(TO DO) Provide an exact transcription of all the records.

☆ ☆ ☆ ☆ ☆ ☆ ☆

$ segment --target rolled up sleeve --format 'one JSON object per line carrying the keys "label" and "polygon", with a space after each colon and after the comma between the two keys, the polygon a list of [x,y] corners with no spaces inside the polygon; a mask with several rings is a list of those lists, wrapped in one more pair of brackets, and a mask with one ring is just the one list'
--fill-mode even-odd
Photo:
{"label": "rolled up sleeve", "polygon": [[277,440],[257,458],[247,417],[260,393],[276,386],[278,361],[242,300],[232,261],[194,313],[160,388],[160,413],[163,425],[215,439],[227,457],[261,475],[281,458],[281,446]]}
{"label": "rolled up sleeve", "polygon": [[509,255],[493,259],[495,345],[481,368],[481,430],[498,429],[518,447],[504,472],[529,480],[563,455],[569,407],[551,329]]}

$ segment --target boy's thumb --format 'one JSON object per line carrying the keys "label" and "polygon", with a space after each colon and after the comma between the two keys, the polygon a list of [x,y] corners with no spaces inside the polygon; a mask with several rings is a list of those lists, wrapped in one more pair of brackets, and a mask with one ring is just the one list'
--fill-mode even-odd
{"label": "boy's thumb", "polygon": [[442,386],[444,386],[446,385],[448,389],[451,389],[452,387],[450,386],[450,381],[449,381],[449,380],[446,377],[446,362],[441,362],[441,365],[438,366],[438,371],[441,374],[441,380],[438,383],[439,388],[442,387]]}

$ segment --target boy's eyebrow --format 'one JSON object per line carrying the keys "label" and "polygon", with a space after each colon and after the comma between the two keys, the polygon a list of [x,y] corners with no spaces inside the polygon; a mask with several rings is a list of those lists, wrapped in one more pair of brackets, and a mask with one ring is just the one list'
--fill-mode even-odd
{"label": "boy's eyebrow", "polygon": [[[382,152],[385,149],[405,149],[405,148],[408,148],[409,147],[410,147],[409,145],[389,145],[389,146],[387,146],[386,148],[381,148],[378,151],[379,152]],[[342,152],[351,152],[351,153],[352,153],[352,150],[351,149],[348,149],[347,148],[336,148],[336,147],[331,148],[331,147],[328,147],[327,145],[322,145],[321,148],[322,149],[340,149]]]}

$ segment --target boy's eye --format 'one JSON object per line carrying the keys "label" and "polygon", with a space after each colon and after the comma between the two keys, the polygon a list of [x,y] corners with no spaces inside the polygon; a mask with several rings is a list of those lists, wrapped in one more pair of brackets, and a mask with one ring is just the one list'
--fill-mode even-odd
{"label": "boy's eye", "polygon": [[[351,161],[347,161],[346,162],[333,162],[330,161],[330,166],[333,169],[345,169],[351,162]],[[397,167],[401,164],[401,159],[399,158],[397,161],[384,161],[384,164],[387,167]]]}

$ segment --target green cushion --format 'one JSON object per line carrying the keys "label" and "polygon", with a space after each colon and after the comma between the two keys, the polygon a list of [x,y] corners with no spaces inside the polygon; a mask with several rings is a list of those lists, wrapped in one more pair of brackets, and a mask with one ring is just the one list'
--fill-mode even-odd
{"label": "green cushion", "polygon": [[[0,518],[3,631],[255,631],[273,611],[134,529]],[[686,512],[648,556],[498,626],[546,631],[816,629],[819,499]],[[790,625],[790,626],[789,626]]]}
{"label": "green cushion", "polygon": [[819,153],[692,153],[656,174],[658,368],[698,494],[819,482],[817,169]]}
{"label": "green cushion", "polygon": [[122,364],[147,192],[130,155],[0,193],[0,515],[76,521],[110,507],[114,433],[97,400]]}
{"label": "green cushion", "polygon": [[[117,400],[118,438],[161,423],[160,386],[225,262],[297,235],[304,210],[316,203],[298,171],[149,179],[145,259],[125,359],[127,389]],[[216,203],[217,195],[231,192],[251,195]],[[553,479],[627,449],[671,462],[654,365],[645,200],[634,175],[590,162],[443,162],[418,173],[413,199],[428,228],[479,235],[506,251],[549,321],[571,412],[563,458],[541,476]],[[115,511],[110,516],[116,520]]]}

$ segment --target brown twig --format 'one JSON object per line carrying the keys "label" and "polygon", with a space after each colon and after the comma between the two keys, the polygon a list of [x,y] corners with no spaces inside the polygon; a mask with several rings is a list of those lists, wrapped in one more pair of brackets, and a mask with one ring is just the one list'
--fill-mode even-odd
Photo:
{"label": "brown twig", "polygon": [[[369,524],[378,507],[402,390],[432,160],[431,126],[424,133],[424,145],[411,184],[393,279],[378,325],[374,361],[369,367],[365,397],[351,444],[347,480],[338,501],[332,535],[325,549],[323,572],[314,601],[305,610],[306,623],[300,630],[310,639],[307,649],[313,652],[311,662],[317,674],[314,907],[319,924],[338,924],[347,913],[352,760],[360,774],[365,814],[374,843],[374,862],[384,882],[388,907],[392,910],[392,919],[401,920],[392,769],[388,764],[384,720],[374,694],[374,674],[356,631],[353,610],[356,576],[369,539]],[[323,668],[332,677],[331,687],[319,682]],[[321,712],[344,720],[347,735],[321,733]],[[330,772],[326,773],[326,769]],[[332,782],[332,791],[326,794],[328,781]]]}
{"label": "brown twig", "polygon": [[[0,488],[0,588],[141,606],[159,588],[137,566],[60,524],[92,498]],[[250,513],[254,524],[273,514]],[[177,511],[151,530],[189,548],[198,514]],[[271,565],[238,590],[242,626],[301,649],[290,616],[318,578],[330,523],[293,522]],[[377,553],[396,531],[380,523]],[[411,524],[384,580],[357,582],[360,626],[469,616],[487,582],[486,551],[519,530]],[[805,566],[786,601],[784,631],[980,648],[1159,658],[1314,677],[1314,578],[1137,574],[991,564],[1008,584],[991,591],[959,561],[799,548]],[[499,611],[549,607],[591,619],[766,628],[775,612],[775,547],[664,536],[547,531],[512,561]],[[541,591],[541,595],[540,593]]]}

☆ ☆ ☆ ☆ ☆ ☆ ☆

(EXERCISE SOLUTION)
$ segment --target rolled up sleeve --format 'one JSON object per line carrying the keys "label" and "polygon", with a space after each colon and after the comma between the two keys, the polygon a list of [x,y] corners with no spaces inside the polygon; a mask with several rings is a list of those lists, wrapped in one more pair of brackets, and a mask with one ring is just the one list'
--fill-mode even-odd
Photo:
{"label": "rolled up sleeve", "polygon": [[277,440],[257,458],[247,417],[260,393],[276,386],[278,361],[242,300],[232,261],[194,313],[160,388],[160,413],[163,425],[215,439],[227,457],[261,475],[281,458],[281,446]]}
{"label": "rolled up sleeve", "polygon": [[509,255],[493,259],[495,345],[481,368],[481,430],[498,429],[518,447],[504,472],[529,480],[563,455],[569,407],[551,329]]}

$ segment --target boy's thumb --format 'one JSON object per line carrying the keys "label" and "polygon", with a space after each colon and after the comma between the two keys, the polygon a list of [x,y] corners with no spaces inside the polygon; a mask with several rings is a list of those lists, wrapped in one more pair of brackets, and a mask with one ring is just the one list'
--fill-mode even-odd
{"label": "boy's thumb", "polygon": [[442,386],[444,386],[446,385],[448,389],[451,389],[452,387],[450,386],[450,381],[449,381],[449,380],[446,377],[446,362],[441,362],[441,365],[438,366],[438,371],[441,374],[441,380],[438,383],[439,388],[442,387]]}

$ segment --target boy's eyebrow --format 'one JSON object per line carrying the keys "label" and "polygon", with a space after each colon and after the comma between the two keys, the polygon a list of [x,y] corners with no spaces inside the polygon; a mask with several rings is a list of those lists, wrapped in one more pair of brackets, and a mask with one ring is just the one list'
--fill-mode even-odd
{"label": "boy's eyebrow", "polygon": [[[382,152],[385,149],[405,149],[405,148],[408,148],[409,147],[410,147],[409,145],[389,145],[389,146],[387,146],[386,148],[381,148],[378,151],[379,152]],[[342,152],[351,152],[351,153],[352,153],[352,150],[351,149],[348,149],[347,148],[336,148],[336,147],[331,148],[331,147],[328,147],[327,145],[322,145],[321,148],[322,149],[340,149]]]}

$ segment --target boy's eye --format 'one JSON object per line carrying the keys "label" and "polygon", with a space after each colon and after the comma between the two keys, the polygon a list of [x,y] corners with no spaces inside the polygon; a mask with several rings is a list of those lists, wrapped in one more pair of brackets, and a mask with one ring is just the one list'
--fill-mode even-odd
{"label": "boy's eye", "polygon": [[[351,161],[347,161],[346,162],[333,162],[330,161],[330,166],[333,169],[345,169],[351,162]],[[397,167],[401,164],[401,159],[399,158],[397,161],[384,161],[384,164],[387,167]]]}

$ segment --target green cushion --format 'one JSON object per line carrying the keys "label" and "polygon", with a space after each colon and after the comma between the two keys, the polygon a list of [x,y] corners with no spaces inside the polygon; a mask with several rings is a list of those lists, wrapped in one more pair of brackets, and a mask with one ring is just the one list'
--fill-mode even-odd
{"label": "green cushion", "polygon": [[[0,518],[3,631],[255,631],[273,611],[134,529]],[[686,512],[648,556],[498,626],[546,631],[816,629],[819,499]],[[790,625],[790,626],[789,626]]]}
{"label": "green cushion", "polygon": [[819,153],[692,153],[656,174],[658,368],[698,494],[819,482],[817,169]]}
{"label": "green cushion", "polygon": [[122,364],[147,192],[130,155],[0,193],[0,515],[76,521],[110,507],[114,433],[97,400]]}
{"label": "green cushion", "polygon": [[[117,400],[118,438],[161,423],[160,386],[225,262],[297,235],[304,210],[316,203],[298,171],[149,179],[145,259],[125,359],[127,389]],[[216,203],[217,195],[231,192],[251,195]],[[553,479],[627,449],[671,462],[654,365],[645,200],[634,175],[590,162],[443,162],[418,173],[413,199],[428,228],[479,235],[506,251],[549,321],[571,412],[563,458],[541,476]],[[115,511],[110,516],[116,520]]]}

$ segment --target brown twig --format 'one JSON object per line carrying the keys "label" and "polygon", with a space after each colon and after the comma between the two keys, the polygon a list of [x,y] corners with no spaces inside the polygon; a mask with several rings is a list of those lists, wrapped in one more pair of brackets, and a mask with one ring is just the one list'
--fill-mode even-odd
Photo:
{"label": "brown twig", "polygon": [[[369,524],[378,507],[402,390],[432,160],[431,126],[424,133],[424,145],[411,184],[393,279],[378,325],[374,361],[369,367],[365,397],[351,444],[347,480],[338,501],[332,535],[325,549],[323,572],[314,601],[305,610],[306,623],[300,630],[310,639],[307,649],[313,652],[311,662],[317,674],[314,907],[319,924],[338,924],[347,913],[352,760],[360,774],[365,814],[374,843],[374,862],[384,882],[388,907],[392,910],[392,919],[401,920],[392,769],[388,764],[384,720],[374,694],[374,674],[356,631],[353,610],[356,576],[369,539]],[[323,668],[332,677],[331,687],[319,682]],[[321,712],[344,720],[347,735],[321,733]],[[330,772],[326,773],[326,769]],[[332,782],[332,791],[326,794],[328,781]]]}
{"label": "brown twig", "polygon": [[[0,488],[0,588],[141,606],[159,588],[137,566],[60,524],[92,498]],[[250,513],[254,524],[273,514]],[[177,511],[151,530],[189,548],[198,514]],[[271,565],[238,590],[242,626],[301,649],[290,616],[318,578],[330,523],[293,522]],[[377,553],[396,531],[380,523]],[[411,524],[384,580],[357,582],[360,626],[469,616],[487,582],[486,551],[519,530]],[[805,566],[786,601],[784,631],[980,648],[1159,658],[1314,677],[1314,578],[1137,574],[991,564],[1008,584],[991,591],[959,561],[799,548]],[[499,611],[549,607],[591,619],[766,628],[775,612],[775,547],[664,536],[547,531],[512,561]],[[541,591],[541,595],[540,593]]]}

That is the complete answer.